__Task to carry out__. Pick up the R analysis of retail campaign types at the point where it ends.

__Document excerpt__.
-- BEGIN --

Product Count & Sales Amt Analysis

Next, we wanted to know how many products were involved in each campaign type, and we wanted to validate that sales amounts differed by campaign with a second graph.

It seems that campaign C lacks in both product count and total sales value.

# Joining tables for further general analysis
df <-transactions %>%
  left_join(products) %>%
  left_join(demographics) %>%
  full_join(campaigns) %>%
  full_join(campaign_descriptions)

  
# This graph show how many products is applied for each type of campaign
#This is the reason why campaign A has the most sales value 
#(df2 is the sales value of each campaign type)
df1 <- df %>%
  group_by(campaign_type) %>%
  count(n_distinct(product_id)) %>%
  summarise(total_products= sum(n))

df1 %>% ggplot(aes(x= campaign_type,y=total_products)) +
  geom_segment( aes(x= campaign_type,xend= campaign_type, y=0, yend= total_products, color= "Orange"), show.legend = FALSE)+
  geom_point(color= 'Orange', size = 3, show.legend = FALSE) + 
  scale_y_continuous(trans= 'log2',name = "Number of products", labels = scales::comma) +
  scale_x_discrete(name= "Campaign Type")+
  labs( title = "Number of products in each campaign type",
        subtitle = "This graph shows the number of products applied \n in each campaign type",
       caption = "http://https://github.com/bradleyboehmke/completejourney")

# Creating a second data frame that looks at sales by campaign type without household information (more intuitive to understand)
df2<- df %>%
  group_by(campaign_type) %>%
summarise(total_sales_campaign_type= sum(sales_value))

df2 %>% 
  ggplot(aes(x= campaign_type, y= total_sales_campaign_type, fill= campaign_type))+
  geom_bar(stat = "identity", show.legend = FALSE)+
  scale_fill_brewer(palette = "Oranges")+
  scale_y_continuous( name = "Sales Value of each Campaign Type", labels = scales::dollar)+
  scale_x_discrete(name= "Campaign Type")+
  labs( title = "Total Sales Value of Each Campaign Type",
       caption = "http://https://github.com/bradleyboehmke/completejourney")


An Analysis: Income Analysis

Additionally, we wanted to know what which household income factors were attributed the most (percentage-wise) to each Campaign Type.

Based on the resulting stacked graph, middle-income families are the target market of these campaigns.


# Without saving any variables, create the graph output of the count of households by income across campaign types.

-- END --

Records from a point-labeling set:
-- BEGIN --

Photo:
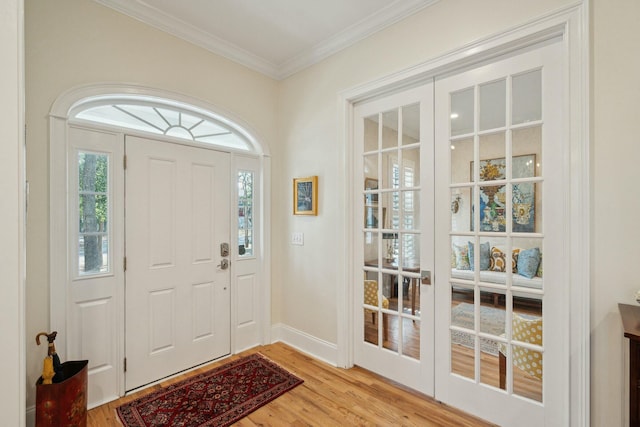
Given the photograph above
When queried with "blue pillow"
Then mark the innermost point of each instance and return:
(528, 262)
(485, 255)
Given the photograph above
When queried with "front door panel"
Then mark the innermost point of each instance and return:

-- END --
-- BEGIN --

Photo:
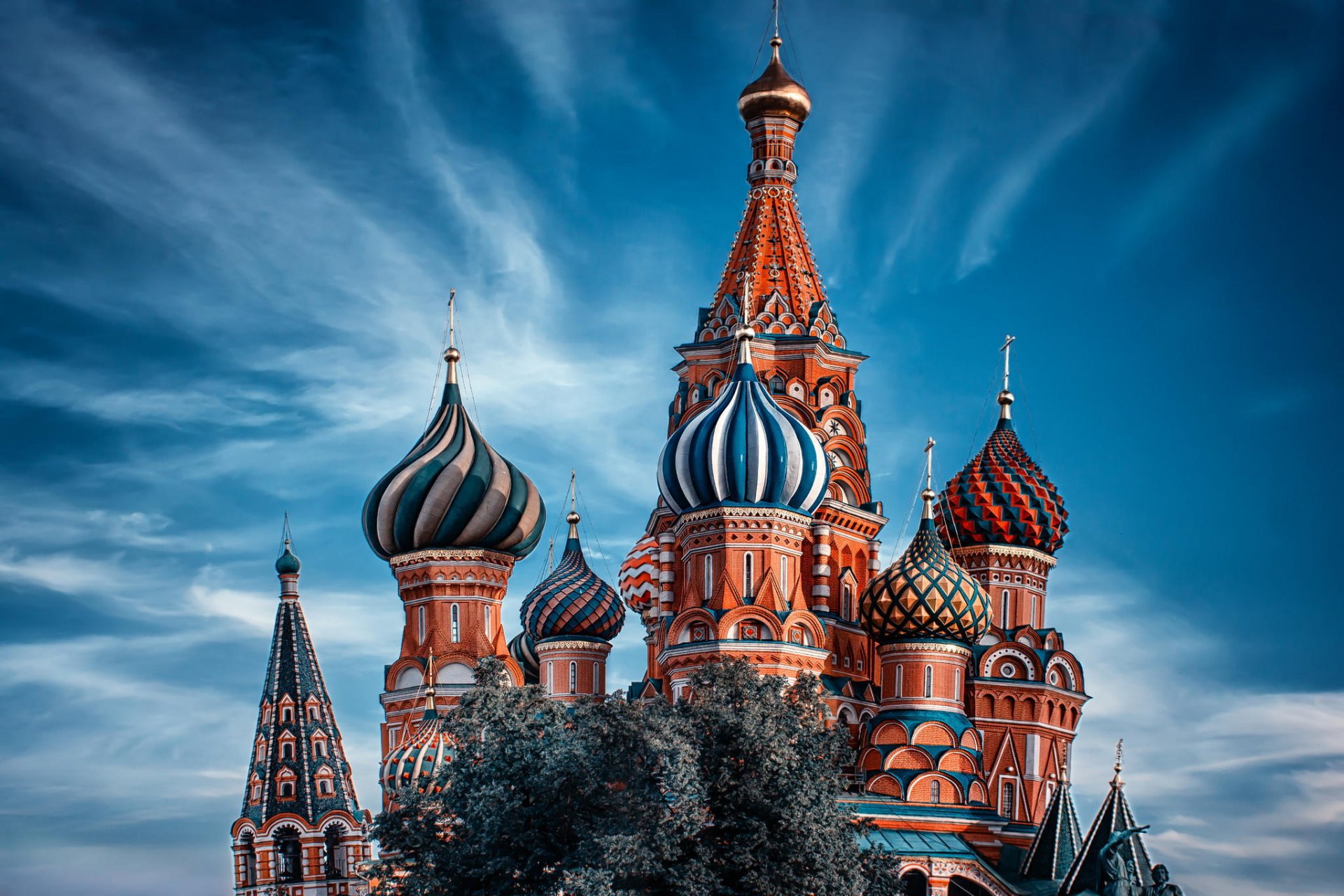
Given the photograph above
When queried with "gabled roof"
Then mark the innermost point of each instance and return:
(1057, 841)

-- END --

__Task answer__.
demographics %>%
  inner_join(transactions) %>%
  inner_join(campaigns) %>%
  inner_join(campaign_descriptions) %>%
  filter(campaign_type %in% c("Type A","Type B", "Type C")) %>%
  group_by(campaign_type) %>%
  count(income, campaign_type) %>%
  mutate(pct = n/sum(n)) %>%
  ggplot(aes(reorder(income,n), y = n, fill = campaign_type)) +
    geom_bar(stat = "identity") +
    theme(axis.title.y = element_blank()) +
    theme(panel.grid.major = element_blank(), 
        panel.grid.minor = element_blank(),
        panel.background = element_blank(),
        axis.line = element_line(colour = "black"),
        plot.caption = element_text(size = 8, margin = margin(t = 10), color = "grey70", hjust = 0)) +
    scale_fill_brewer(palette = "Oranges") +
    # Adding labels of percentages if wanted
    # geom_text(aes(label = round(pct, 2)), hjust = -0.1,
    # position = position_stack(vjust = 0.01),
    # color = "black", check_overlap = TRUE) +
    scale_y_continuous(labels = scales::number) +
    coord_flip() +
  labs(
    title = "Income Distribution Among All Campaign Types",
    x = "Income range",
    y = "Count",
    caption = "Source: R data package that provides access to data in the Complete Journey package \n provided by 84.51",
    fill = "Campaign type")


Campaign-Location Analysis

Finally, we wanted to know which promotional display locations contributed to each campaign type by counting the # of unique proucts that were placed in each location during the campaign. (For the sake of options, we made 2 graphs for each type).

Locations 0 and 7 are the top two for Types A and B, while locations 5 and 0 are common for type C (which has lower performance).

#Defining variables to analyze locations in each campaign. This uses large data frames.
plot_data <- promotions %>% 
    group_by(display_location, product_id) %>% 
    select(display_location, product_id) %>% 
    inner_join(products, by = "product_id") %>% 
    inner_join(coupons, by = "product_id") %>% 
    inner_join(campaign_descriptions, by = "campaign_id") %>%
    select(campaign_type, display_location, product_id) %>% 
    group_by(campaign_type, display_location) %>% 
    summarize(distinct = n_distinct(product_id)) %>%
    arrange(campaign_type, desc(distinct))

location_plot1 <- NA
location_plot2 <- NA
# This function intakes the campaign type (ex: 'Type A') and outputs two ranked graphs regarding location counts by distinct product id

campaign_locations <- function(campaign_tp, messages = TRUE){
  
    
  location_plot1 <<- plot_data %>%
    filter(campaign_type == campaign_tp) %>% 
    ggplot(aes(x = reorder(display_location, -distinct), 
                y = distinct,
               fill = reorder(display_location, -distinct))) + 
      geom_bar(stat = "identity", show.legend = FALSE) +
      scale_y_continuous(labels = scales::comma) +
      scale_fill_grey() +
      xlab("Display Locations") +
      ylab("Distinct Product Count") +
      labs( title = paste("# of unique products per display location"),
            subtitle = paste("For", campaign_tp))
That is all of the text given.